_What this task involves_
Output exactly the lines from the line with "Can you locate the small fishing" through the end of the records below. Include nothing else.

_Information given_

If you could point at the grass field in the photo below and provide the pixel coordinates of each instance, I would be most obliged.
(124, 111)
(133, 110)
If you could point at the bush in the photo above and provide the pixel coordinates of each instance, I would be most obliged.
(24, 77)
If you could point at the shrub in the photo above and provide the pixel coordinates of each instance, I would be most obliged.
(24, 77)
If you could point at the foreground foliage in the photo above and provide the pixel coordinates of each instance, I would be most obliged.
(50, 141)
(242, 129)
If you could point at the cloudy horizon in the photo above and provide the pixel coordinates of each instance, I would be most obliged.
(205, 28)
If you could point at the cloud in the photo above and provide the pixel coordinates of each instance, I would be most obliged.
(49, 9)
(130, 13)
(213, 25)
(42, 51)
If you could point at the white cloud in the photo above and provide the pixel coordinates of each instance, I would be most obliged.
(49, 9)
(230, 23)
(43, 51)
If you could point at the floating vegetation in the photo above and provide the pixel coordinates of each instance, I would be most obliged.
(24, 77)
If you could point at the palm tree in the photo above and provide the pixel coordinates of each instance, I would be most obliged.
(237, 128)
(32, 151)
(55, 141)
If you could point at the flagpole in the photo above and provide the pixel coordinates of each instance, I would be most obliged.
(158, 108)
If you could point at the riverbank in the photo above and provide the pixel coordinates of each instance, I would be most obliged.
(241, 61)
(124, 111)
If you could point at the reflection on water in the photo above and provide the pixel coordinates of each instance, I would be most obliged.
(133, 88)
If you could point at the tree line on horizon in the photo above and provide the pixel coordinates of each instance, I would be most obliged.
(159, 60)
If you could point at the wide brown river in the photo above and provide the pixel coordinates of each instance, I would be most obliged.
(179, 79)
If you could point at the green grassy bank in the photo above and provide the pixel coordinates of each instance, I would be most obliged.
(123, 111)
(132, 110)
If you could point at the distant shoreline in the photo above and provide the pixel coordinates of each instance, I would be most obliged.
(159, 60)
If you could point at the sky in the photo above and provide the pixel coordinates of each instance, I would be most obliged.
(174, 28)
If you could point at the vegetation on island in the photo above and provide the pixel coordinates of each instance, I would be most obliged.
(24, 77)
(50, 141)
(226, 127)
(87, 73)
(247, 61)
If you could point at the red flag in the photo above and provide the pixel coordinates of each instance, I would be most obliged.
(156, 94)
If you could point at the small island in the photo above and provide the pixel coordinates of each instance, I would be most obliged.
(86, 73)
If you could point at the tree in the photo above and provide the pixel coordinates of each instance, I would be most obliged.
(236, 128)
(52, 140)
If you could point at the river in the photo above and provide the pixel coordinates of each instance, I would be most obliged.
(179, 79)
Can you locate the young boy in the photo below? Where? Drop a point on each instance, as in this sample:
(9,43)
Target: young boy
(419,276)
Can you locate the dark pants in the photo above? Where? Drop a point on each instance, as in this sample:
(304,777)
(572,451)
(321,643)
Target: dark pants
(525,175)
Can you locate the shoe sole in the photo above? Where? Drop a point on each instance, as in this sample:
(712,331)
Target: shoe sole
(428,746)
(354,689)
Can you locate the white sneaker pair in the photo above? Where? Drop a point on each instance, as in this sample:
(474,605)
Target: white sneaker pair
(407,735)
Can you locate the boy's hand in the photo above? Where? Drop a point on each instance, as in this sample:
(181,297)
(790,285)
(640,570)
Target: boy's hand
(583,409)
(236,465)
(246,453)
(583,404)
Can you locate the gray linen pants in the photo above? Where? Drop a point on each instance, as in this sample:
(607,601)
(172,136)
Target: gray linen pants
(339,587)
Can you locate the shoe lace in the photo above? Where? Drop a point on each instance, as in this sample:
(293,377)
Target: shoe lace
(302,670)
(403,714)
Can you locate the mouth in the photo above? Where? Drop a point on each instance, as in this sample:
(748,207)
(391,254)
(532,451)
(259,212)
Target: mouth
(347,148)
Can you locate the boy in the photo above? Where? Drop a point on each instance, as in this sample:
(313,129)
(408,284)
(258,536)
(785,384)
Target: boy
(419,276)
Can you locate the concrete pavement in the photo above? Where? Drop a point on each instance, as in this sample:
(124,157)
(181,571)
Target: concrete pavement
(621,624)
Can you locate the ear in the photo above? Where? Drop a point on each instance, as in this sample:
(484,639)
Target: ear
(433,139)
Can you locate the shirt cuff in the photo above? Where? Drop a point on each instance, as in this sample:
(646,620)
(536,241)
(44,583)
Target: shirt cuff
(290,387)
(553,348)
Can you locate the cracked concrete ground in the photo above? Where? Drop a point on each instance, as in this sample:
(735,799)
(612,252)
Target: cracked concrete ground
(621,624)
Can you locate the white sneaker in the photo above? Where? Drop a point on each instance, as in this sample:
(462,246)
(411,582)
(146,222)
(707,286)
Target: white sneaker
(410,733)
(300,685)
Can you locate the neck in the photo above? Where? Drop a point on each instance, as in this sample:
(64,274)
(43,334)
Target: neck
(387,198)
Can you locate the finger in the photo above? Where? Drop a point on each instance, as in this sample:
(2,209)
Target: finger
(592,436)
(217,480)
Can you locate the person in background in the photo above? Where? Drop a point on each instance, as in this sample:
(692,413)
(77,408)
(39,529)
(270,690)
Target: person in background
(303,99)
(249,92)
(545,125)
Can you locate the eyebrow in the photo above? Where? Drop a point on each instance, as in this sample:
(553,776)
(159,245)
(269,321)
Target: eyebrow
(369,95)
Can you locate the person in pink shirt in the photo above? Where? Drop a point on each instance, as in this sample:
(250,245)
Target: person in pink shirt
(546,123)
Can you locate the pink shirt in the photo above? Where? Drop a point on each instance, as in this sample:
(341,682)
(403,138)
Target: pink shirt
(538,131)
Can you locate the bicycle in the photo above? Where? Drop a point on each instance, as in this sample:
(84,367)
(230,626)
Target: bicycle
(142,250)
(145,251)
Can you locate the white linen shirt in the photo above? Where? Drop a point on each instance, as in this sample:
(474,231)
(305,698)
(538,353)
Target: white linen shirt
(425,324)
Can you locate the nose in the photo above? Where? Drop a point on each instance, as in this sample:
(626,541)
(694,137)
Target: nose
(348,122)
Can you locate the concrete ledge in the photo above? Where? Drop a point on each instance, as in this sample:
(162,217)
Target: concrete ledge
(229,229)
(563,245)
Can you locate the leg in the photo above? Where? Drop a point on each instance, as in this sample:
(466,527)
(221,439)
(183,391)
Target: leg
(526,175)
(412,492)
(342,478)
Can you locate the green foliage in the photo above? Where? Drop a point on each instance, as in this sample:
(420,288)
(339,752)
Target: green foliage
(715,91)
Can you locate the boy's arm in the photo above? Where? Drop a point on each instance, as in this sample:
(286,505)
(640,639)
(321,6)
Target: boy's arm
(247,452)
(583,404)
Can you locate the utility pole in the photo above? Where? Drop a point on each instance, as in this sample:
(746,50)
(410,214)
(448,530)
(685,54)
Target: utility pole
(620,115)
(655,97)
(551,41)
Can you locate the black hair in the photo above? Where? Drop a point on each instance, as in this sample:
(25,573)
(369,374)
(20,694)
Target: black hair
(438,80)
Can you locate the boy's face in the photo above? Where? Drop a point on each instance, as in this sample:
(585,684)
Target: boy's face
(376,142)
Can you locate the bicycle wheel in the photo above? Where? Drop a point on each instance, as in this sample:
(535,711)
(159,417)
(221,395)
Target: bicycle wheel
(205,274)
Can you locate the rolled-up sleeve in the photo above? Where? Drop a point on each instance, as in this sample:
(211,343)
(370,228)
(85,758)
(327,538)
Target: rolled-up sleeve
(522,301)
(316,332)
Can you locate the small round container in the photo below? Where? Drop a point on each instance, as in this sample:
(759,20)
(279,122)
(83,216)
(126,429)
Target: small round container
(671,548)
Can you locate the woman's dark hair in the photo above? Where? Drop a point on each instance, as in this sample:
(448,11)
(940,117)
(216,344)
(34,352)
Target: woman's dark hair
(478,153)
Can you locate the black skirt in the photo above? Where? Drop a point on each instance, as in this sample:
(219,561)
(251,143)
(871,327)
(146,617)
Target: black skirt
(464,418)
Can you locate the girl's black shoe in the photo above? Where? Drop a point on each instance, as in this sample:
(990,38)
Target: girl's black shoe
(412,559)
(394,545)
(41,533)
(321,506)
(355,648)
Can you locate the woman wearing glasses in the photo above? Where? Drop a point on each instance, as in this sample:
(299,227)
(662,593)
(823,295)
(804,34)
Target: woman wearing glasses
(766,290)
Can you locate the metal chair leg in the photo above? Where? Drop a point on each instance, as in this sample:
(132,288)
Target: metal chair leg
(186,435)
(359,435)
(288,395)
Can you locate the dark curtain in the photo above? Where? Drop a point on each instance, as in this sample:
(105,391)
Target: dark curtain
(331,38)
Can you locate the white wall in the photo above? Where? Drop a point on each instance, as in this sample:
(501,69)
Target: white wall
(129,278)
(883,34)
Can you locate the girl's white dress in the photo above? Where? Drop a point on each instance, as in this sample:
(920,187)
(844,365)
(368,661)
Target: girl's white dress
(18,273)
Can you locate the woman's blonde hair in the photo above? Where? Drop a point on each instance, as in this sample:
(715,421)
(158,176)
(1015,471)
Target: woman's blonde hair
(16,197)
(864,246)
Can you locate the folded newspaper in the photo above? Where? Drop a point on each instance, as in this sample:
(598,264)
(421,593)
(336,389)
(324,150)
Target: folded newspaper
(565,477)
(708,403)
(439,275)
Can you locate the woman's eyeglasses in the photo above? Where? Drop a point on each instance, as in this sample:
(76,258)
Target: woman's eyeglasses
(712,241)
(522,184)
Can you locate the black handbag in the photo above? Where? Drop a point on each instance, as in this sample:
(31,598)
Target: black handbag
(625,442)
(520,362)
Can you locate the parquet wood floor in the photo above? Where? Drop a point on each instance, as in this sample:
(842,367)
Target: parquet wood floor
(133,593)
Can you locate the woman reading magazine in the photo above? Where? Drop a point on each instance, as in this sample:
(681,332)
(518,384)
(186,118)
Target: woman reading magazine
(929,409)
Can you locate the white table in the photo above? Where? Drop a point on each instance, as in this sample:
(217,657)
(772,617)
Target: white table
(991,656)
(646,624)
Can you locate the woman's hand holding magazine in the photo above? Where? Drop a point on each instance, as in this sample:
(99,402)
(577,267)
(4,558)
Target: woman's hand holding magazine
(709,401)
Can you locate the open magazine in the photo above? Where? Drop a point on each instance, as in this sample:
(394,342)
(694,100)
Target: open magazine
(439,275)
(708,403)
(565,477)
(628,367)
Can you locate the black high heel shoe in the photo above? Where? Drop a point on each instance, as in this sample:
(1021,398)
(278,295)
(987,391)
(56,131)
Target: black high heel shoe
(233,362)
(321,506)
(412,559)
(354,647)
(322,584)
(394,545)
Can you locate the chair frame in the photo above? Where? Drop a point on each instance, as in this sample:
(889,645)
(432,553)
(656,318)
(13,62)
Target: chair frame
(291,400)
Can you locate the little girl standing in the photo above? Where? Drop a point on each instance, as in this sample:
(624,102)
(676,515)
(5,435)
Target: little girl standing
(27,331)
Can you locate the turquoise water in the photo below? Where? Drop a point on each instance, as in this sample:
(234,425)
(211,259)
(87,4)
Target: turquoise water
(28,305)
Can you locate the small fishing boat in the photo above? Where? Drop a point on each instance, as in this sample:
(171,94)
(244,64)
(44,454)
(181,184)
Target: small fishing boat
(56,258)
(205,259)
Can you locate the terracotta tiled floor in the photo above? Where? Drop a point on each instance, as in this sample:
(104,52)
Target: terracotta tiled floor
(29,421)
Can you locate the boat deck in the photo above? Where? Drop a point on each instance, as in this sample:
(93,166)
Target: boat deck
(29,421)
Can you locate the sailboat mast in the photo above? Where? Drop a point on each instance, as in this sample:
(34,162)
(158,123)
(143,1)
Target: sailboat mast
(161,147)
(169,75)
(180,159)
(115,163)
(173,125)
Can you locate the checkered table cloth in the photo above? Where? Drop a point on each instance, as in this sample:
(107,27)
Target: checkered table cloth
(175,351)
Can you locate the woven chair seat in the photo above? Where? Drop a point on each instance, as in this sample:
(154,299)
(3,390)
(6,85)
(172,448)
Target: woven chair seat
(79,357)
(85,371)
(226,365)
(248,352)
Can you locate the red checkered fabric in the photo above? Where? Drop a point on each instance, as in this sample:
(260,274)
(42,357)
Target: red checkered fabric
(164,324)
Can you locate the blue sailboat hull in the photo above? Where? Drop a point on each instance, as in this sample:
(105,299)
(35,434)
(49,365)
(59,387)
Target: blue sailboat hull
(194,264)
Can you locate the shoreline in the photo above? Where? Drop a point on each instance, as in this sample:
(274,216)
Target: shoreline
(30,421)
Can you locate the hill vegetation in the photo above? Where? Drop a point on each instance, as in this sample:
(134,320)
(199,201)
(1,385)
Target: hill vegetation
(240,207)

_Correct answer_
Can you locate the small fishing boat in the photo above? Where? Drop a point on each instance, as in this sample:
(171,94)
(244,64)
(44,454)
(181,184)
Target: small fishing boat
(56,258)
(205,259)
Can you locate the terracotta tiled floor in the photo above? Where? Drop a point on each instance, as in this sample:
(104,52)
Target: terracotta tiled floor
(29,421)
Can you locate the boat deck in the photo above? Where? Drop a point on each instance, as in this sample:
(93,166)
Target: boat deck
(29,421)
Can you locate the sailboat mast in the photo above? Where? Drop a point on each instance, as in this sample:
(34,162)
(158,123)
(143,1)
Target: sailboat mast
(161,147)
(169,75)
(180,159)
(115,163)
(173,125)
Can you locate the checkered table cloth in the photo above? Where? Drop a point on each instance, as in this sample:
(107,27)
Target: checkered table cloth
(175,351)
Can you locate the woven chair seat in the photo above? Where? Drop a point on each instance, as in this sample:
(154,299)
(3,390)
(6,85)
(172,448)
Target: woven chair seat
(79,357)
(85,371)
(226,365)
(248,352)
Can you locate the red checkered fabric in the photo above? Where? Drop a point on each instance, as in this sample:
(260,274)
(42,357)
Target: red checkered fabric
(164,324)
Can you locate the blue sailboat hull in the photo above? Where? Drop a point on each instance, as in this sample:
(105,299)
(35,434)
(49,365)
(59,387)
Target: blue sailboat hull
(194,264)
Can you locate the shoreline in the photo above? Where? Drop a point on each instance, as in this sample:
(274,216)
Target: shoreline
(30,421)
Can you locate the hill vegetation in the photo above? Where? Drop a point on each instance, as in this sample:
(134,320)
(199,201)
(1,385)
Target: hill vegetation
(240,207)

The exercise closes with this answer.